(GIVEN PASSAGE):

━━━━━━━━━━━━━━━━

The Vault from Copywork365

The swipe file is dead.
Literally, and maybe figuratively as well.
When I first started working on this project, I gave it the working title, Toolbox. The simple tagline was: the swipe file on roids.
But the more I worked on it, the more it became clear that this wasn’t just a box of tools. Calling it a swipe file wasn’t accurate, either. Roided up, or otherwise.
Because at its core, the swipe file is merely a collection of pictures or text. A pile, in other words.
This thing behaves more like a navigable map.
And no matter how much stuff you hoard into a swipe file, its contents are inert.
This, on the other hand, grows deeper over time. Its contents are living.
So, henceforth, this will be known as…

New illustration — credit Pranav Venkitaraman.
Big thank you to Pranav!
The Vault is an atomic copywriting database. As far as I know it’s the first of its kind, so that’s what I’m calling it.
It’s a database of world-class excerpts just like the ones we cover right here on the daily. Spanning ad copy, webpage copy, and literature.
Each excerpt is x-rayed and dissected to reveal what makes everything tick, how it works — on the most granular level. (Hence, atomic.)
It covers all the tools, techniques, and psychology we touch on here, but in their full depth. Making it easy to master these “devices” and then apply them to your own persuasive writing. You can even filter by author or brand to steal the secret sauce from your very favorite writers, copywriters, and brands.
Same as before, I’ve still got a forever deal for you.
If you join the waitlist below, you get exclusive lifetime access for an ultra-low flat fee when The Vault launches. (It’s looking like Q1 or Q2 of 2026.)
After all, a sweetheart deal is the least I can do to thank you for your support.
And as I’ve mentioned before, yes, I really do mean lifetime.
Even if the internet ceases to exist. I’ll toil day and night to make sure you receive a physical copy. With however many thousands of excerpts this accumulates over its lifetime.

━━━━━━━━━━━━━━━━

(DATASET EXTRACT):
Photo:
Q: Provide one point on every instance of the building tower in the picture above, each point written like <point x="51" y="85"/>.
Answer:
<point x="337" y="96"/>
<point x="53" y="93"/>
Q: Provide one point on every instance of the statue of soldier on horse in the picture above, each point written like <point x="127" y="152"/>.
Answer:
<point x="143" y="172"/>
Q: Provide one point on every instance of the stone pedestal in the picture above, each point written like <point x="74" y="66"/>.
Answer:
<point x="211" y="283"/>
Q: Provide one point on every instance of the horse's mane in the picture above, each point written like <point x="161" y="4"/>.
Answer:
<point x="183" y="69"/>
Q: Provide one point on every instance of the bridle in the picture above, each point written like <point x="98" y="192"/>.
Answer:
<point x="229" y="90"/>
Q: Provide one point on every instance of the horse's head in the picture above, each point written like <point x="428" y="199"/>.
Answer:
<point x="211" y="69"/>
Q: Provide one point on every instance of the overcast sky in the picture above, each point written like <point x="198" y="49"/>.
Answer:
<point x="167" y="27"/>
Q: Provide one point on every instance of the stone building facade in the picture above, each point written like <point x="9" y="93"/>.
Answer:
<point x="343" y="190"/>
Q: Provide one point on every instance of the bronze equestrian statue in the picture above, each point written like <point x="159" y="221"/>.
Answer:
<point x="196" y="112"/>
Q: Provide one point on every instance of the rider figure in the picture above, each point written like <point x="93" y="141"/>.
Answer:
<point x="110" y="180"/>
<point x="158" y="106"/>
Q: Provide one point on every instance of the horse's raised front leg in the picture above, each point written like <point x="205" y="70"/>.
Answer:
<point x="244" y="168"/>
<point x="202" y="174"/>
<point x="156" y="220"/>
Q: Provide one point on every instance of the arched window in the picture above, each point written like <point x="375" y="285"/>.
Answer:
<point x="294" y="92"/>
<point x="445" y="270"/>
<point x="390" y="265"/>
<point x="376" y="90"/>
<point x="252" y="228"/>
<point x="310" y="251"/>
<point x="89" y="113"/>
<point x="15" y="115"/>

━━━━━━━━━━━━━━━━

Retype the portion of The Vault passage that opens with the words "Because at its" and closes with "credit Pranav Venkitaraman.".

(RESULT FOR THIS EXERCISE):
Because at its core, the swipe file is merely a collection of pictures or text. A pile, in other words.
This thing behaves more like a navigable map.
And no matter how much stuff you hoard into a swipe file, its contents are inert.
This, on the other hand, grows deeper over time. Its contents are living.
So, henceforth, this will be known as…

New illustration — credit Pranav Venkitaraman.